**Cosa fare 1:**
Trascrivi dal brano sui roghi di rifiuti la parte che va da "Ricorda la Suprema" a "suoli e acque.".
**Cosa fare 2:**
Nel brano sui roghi di rifiuti, quale articolo del decreto legislativo n. 152/2006 prevede il delitto di combustione illecita di rifiuti?

Pronuncia di rilevante interesse da parte della Suprema Corte in tema di roghi di rifiuti.

La sentenza Corte cass., Sez. III, 18 dicembre 2023, n. 50309 ha delineato autorevolmente i limiti del delitto di combustione illecita di rifiuti previsto dall’art. 256 bis del decreto legislativo n. 152/2006 e s.m.i., che sanziona con pesanti pene il rogo di “rifiuti abbandonati ovvero depositati in modo incontrollato”.

L’ipotesi penalmente sanzionata si riferisce alle condotte illecite delineate dagli artt. 255, comma 1°, e 256, comma 2°, del decreto legislativo n. 152/2006 e s.m.i. e non può esser estesa – per il principio di tassatività sussistente in materia penale – ad altre condotte comprendenti rifiuti oggetto di gestioni autorizzate o comunque lecite.

Ricorda la Suprema Corte che “l’incenerimento a terra è una forma di gestione dei rifiuti che necessita di autorizzazione, sicché, laddove questa manchi e non si tratti di condotta commessa su rifiuti abbandonati o depositati in modo incontrollato potrebbe sussistere la residuale ipotesi contravvenzionale di smaltimento non autorizzato di cui all’art. 256, comma 1, d.lgs. 152/2006, punibile anche a titolo di colpa”.

Senz’altro si tratta di una delle pratiche illecite più inquinanti per aria, suoli e acque.

Gruppo d’Intervento Giuridico (GrIG)

dalla Rivista telematica di diritto ambientale Lexambiente, 15 gennaio 2024

Cass. Sez. III n. 50309 del 18 dicembre 2023 (UP 30 nov 2023)
Pres. Galterio Rel. Galanti Ric. Savoca
Ecodelitti. Combustione illecita di rifiuti.

Il delitto di combustione illecita di rifiuti, di cui all’art. 256-bis, d.lgs. 3 aprile 2006, n. 152 – che è reato di pericolo concreto e di condotta, per la cui consumazione è irrilevante la verifica del danno all’ambiente – punisce con l’elevata pena ivi prevista, salvo che il fatto non costituisca più grave reato, la combustione illecita dei soli «rifiuti abbandonati ovvero depositati in modo incontrollato». Il riferimento, dunque, è alle condotte richiamate nell’art. 255, comma 1 (e 256, comma 2) d.lgs. 152/2006 e, per il principio di tassatività, non può estendersi a rifiuti che siano oggetto di forme di gestione autorizzata o comunque lecita. L’incenerimento a terra è una forma di gestione dei rifiuti che necessita di autorizzazione, sicché, laddove questa manchi e non si tratti di condotta commessa su rifiuti abbandonati o depositati in modo incontrollato potrebbe sussistere la residuale ipotesi contravvenzionale di smaltimento non autorizzato di cui all’art. 256, comma 1, d.lgs. 152/2006, punibile anche a titolo di colpa.

**Dati forniti:**
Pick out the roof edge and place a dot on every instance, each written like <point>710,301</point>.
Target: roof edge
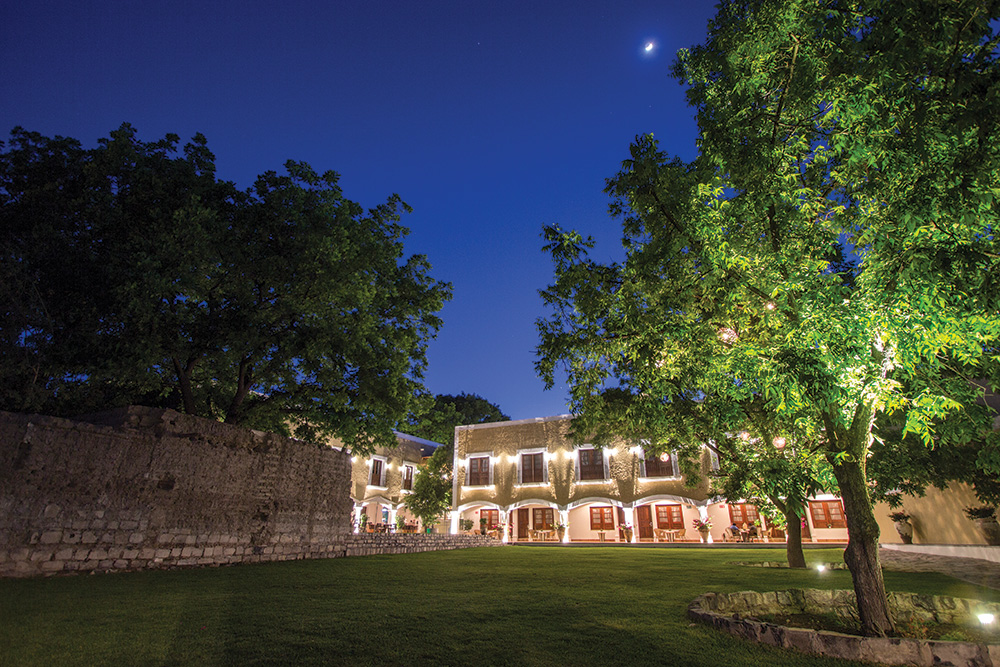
<point>517,422</point>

**Risposta scritta 1:**
Ricorda la Suprema Corte che “l’incenerimento a terra è una forma di gestione dei rifiuti che necessita di autorizzazione, sicché, laddove questa manchi e non si tratti di condotta commessa su rifiuti abbandonati o depositati in modo incontrollato potrebbe sussistere la residuale ipotesi contravvenzionale di smaltimento non autorizzato di cui all’art. 256, comma 1, d.lgs. 152/2006, punibile anche a titolo di colpa”.

Senz’altro si tratta di una delle pratiche illecite più inquinanti per aria, suoli e acque.

**Risposta scritta 2:**
L'art. 256 bis.